Passage.
==================================================
Demonstration in QEMU/KVM

The included system configuration qemu-vm.c can be used to run Jailhouse in QEMU/KVM virtual machine on x86 hosts (Intel and AMD are supported). Currently it requires Linux 4.4 or newer on the host side. QEMU version 2.7 or newer is required.

You also need a Linux guest image with a recent kernel (tested with >= 3.9) and the ability to build a module for this kernel. Further steps depend on the type of CPU you have on your system.

For Intel CPUs: Make sure the kvm-intel module was loaded with nested=1 to enable nested VMX support. Start the virtual machine as follows:

qemu-system-x86_64 -machine q35,kernel_irqchip=split -m 1G -enable-kvm \
    -smp 4 -device intel-iommu,intremap=on,x-buggy-eim=on \
    -cpu kvm64,-kvm_pv_eoi,-kvm_steal_time,-kvm_asyncpf,-kvmclock,+vmx \
    -drive file=LinuxInstallation.img,format=raw|qcow2|...,id=disk,if=none \
    -device ide-hd,drive=disk -serial stdio -serial vc \
    -netdev user,id=net -device e1000e,addr=2.0,netdev=net \
    -device intel-hda,addr=1b.0 -device hda-duplex

For AMD CPUs: Make sure the kvm-amd module was loaded with nested=1 to enable nested SVM support. Start the virtual machine as follows:

qemu-system-x86_64 -machine q35 -m 1G -enable-kvm -smp 4 \
    -cpu host,-kvm_pv_eoi,-kvm_steal_time,-kvm_asyncpf,-kvmclock \
    -drive file=LinuxInstallation.img,format=raw|qcow2|...,id=disk,if=none \
    -device ide-hd,drive=disk -serial stdio -serial vc \
    -netdev user,id=net -device e1000e,addr=2.0,netdev=net \
    -device intel-hda,addr=1b.0 -device hda-duplex

Inside the VM, make sure that jailhouse-*.bin, generated by the build process, are available for firmware loading (typically /lib/firmware), see above for installation steps.
==================================================
Data provided.
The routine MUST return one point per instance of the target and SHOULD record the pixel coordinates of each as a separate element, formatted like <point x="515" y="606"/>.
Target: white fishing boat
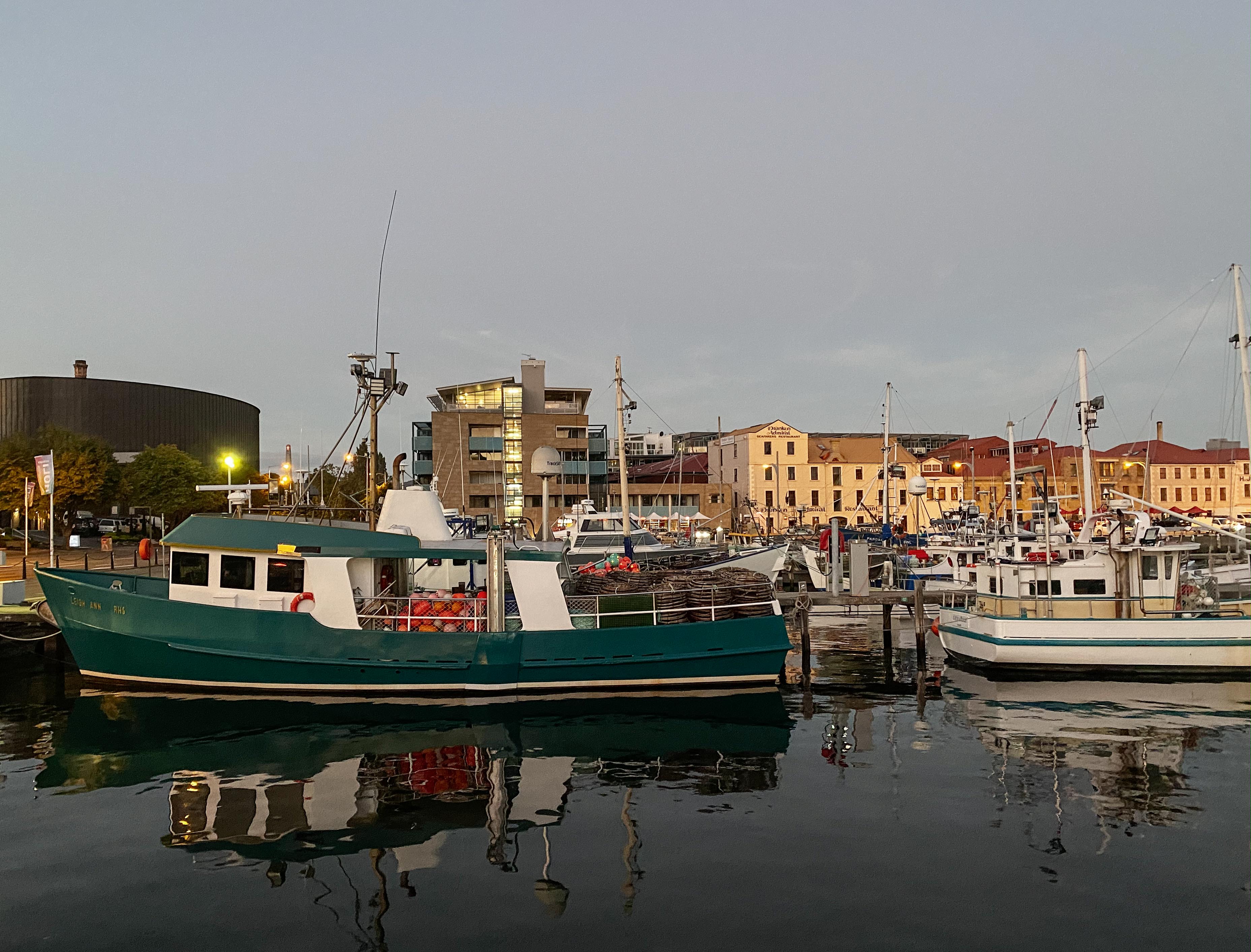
==================================================
To be done.
1: Please reproduce the Jailhouse QEMU/KVM passage word for word, starting at the words "You also need" and stopping after "on your system.".
2: Continue the Jailhouse QEMU/KVM passage from the point where it ends.

Exercise results.
1:
You also need a Linux guest image with a recent kernel (tested with >= 3.9) and the ability to build a module for this kernel. Further steps depend on the type of CPU you have on your system.

2:
The Jailhouse QEMU cell config will block use of the serial port by the guest OS, so make sure that the guest kernel command line does NOT have its console set to log to the serial port (ie remove any 'console=ttyS0' arguments from the grub config). Reboot the guest and load jailhouse.ko. Then enable Jailhouse like this:

jailhouse enable /path/to/qemu-vm.cell

Next you can create a cell with a demonstration application as follows:

jailhouse cell create /path/to/apic-demo.cell
jailhouse cell load apic-demo /path/to/apic-demo.bin -a 0xf0000
jailhouse cell start apic-demo

apic-demo.bin is left by the built process in the inmates/demos/x86 directory. This application will program the APIC timer interrupt to fire at 10 Hz, measuring the jitter against the PM timer and displaying the result on the console. Given that this demonstration runs in a virtual machine, obviously no decent latencies should be expected.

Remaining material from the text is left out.